**Your objective**: Would you print the records below without changing anything?

[Provided records Boundary: Start]

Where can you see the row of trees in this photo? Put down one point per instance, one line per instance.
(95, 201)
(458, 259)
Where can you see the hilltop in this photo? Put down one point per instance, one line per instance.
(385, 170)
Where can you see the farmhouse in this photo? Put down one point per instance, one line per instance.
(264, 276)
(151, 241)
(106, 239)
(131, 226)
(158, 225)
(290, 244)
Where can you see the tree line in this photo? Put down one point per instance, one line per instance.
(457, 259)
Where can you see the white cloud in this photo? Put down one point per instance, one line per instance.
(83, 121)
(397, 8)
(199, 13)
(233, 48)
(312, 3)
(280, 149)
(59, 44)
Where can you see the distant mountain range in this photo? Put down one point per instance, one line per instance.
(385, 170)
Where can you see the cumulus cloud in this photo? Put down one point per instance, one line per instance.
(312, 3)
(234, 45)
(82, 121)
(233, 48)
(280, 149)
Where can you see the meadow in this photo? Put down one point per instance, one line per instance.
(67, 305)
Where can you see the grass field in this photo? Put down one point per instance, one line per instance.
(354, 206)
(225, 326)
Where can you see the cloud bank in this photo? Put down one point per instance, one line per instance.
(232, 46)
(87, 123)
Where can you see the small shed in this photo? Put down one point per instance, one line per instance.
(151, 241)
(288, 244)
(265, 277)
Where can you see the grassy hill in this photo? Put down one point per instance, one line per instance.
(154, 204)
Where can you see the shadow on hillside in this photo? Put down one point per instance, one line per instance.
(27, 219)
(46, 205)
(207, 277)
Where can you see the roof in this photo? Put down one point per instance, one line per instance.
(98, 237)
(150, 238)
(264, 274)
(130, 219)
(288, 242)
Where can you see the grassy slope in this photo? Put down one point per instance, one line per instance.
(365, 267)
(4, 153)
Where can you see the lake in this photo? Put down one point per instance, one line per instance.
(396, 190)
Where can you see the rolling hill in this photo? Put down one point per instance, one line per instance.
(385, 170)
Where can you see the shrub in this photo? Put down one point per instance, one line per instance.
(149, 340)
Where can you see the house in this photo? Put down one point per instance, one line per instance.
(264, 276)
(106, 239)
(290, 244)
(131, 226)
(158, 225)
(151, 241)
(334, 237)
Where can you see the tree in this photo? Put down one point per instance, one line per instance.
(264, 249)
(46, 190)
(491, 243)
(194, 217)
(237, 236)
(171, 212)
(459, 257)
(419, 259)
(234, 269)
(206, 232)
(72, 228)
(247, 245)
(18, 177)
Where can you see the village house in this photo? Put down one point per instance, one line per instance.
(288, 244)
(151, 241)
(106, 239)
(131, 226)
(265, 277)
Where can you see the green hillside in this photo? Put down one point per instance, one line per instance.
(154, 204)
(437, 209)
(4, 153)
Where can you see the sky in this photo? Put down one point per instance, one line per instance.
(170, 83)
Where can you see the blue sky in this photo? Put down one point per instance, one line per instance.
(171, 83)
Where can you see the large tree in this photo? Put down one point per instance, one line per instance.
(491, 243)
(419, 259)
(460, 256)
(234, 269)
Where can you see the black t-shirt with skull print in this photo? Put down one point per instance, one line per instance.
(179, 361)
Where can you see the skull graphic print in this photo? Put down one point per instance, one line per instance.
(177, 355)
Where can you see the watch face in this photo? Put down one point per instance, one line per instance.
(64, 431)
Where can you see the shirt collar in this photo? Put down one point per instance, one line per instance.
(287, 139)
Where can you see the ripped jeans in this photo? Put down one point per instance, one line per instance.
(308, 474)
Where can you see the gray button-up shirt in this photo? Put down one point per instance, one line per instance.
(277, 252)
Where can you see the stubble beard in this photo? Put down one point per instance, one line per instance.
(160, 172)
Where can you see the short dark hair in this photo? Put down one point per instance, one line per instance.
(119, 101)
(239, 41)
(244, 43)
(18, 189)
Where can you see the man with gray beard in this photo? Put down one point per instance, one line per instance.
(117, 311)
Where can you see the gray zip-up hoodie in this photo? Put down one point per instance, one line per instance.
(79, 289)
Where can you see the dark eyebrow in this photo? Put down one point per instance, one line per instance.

[Provided records Boundary: End]

**Task response**:
Where can you see the row of trees in this photo? Put down one point per instance, one line per instance.
(95, 201)
(458, 259)
Where can you see the hilltop in this photo? Put down one point per instance, one line per instance.
(385, 170)
Where can you see the farmhouse in this photo? Put down one point per instance, one line per instance.
(264, 276)
(151, 241)
(106, 239)
(131, 226)
(158, 225)
(290, 244)
Where can you see the tree line in this photo? Put down one point per instance, one line per instance.
(457, 259)
Where can you see the white cloud in this photo? Put down one point per instance, one line per instance.
(83, 121)
(397, 8)
(199, 13)
(233, 48)
(312, 3)
(280, 149)
(59, 44)
Where can you see the distant mountain range in this photo? Put down one point per instance, one line per instance.
(385, 170)
Where can you see the cumulus cloud in this photo? Put down one point per instance, one line per instance.
(312, 3)
(234, 45)
(82, 121)
(233, 48)
(280, 149)
Where can you see the meadow in this photo? Put down one point per instance, one line per instance.
(67, 305)
Where can you see the grass field in this photo? Put down one point per instance, one line per instance.
(354, 206)
(225, 326)
Where can you see the cloud bank in this photo? Put down one point per instance, one line per instance.
(232, 46)
(87, 123)
Where can you see the small shed in this photo? Put down one point per instance, one line per instance.
(151, 241)
(288, 244)
(265, 277)
Where can you see the grassy hill in this photo? Put down one point per instance, one line per instance.
(154, 204)
Where can you see the shadow on hillside in this photo? Put down one point per instance, one line per instance.
(27, 219)
(46, 205)
(207, 277)
Where can you see the roof in this photo? Put down one point per instance, one line per instance.
(98, 237)
(150, 238)
(264, 274)
(130, 219)
(288, 242)
Where can you see the grassy slope in this photo? Put down one point per instance, one line per instance.
(365, 267)
(4, 153)
Where can you see the lake in this photo? Put down one point per instance, one line per instance.
(396, 190)
Where can you see the rolling hill in this photo? Put down one point per instance, one line per instance.
(385, 170)
Where can you see the shrub in this photo? Put down one point per instance, one line per instance.
(149, 340)
Where can you see the house in this photo? Put down one point per instance, one line per instance.
(264, 276)
(106, 239)
(290, 244)
(131, 226)
(158, 225)
(151, 241)
(334, 237)
Where can you see the tree in this photo? Put down one point per instance, one line per instance.
(264, 249)
(46, 190)
(491, 243)
(194, 217)
(237, 236)
(171, 212)
(459, 257)
(419, 259)
(234, 269)
(206, 232)
(72, 228)
(247, 245)
(18, 177)
Where can you see the village house in this photo? Put down one point per instance, one line per instance.
(288, 244)
(151, 241)
(106, 239)
(131, 226)
(265, 277)
Where can you see the green hillside in this photo? Put down one point per instance, one line per instance.
(154, 204)
(437, 209)
(4, 153)
Where can you see the sky in this photo? Put down one point per instance, one line per instance.
(170, 83)
Where can you see the blue sky in this photo? Put down one point per instance, one line per instance.
(171, 83)
Where can you see the large tree in this photo? Put down one point per instance, one line per instance.
(491, 243)
(419, 259)
(460, 256)
(234, 269)
Where can you see the black t-shirt with skull print in this photo? Put down one point per instance, one line per instance.
(179, 361)
Where can you see the skull graphic print in this photo? Put down one point per instance, one line per instance.
(177, 355)
Where can you see the watch face in this photo? Put down one point per instance, one line per instance.
(64, 431)
Where can you see the shirt collar in this photo? Put down one point per instance, one line per instance.
(287, 139)
Where can you see the ripped jeans in this photo? Put down one point per instance, one line per instance.
(308, 474)
Where can you see the gray button-up shirt in this photo? Put down one point per instance, one line per instance.
(277, 252)
Where can you see the stubble beard in this photo? Put down one point per instance, one line per instance.
(160, 172)
Where can you see the short dark hair in this photo? Put down one point per instance, one line per instance.
(119, 101)
(239, 41)
(244, 43)
(18, 189)
Where can you see the man with gray beard in this photo? Put down one point per instance, one line per instance.
(117, 311)
Where can you see the gray zip-up hoodie in this photo? Put down one point per instance, one line per instance.
(79, 289)
Where can you see the dark eyebrow in this photo? Put down one point per instance, one line per instance.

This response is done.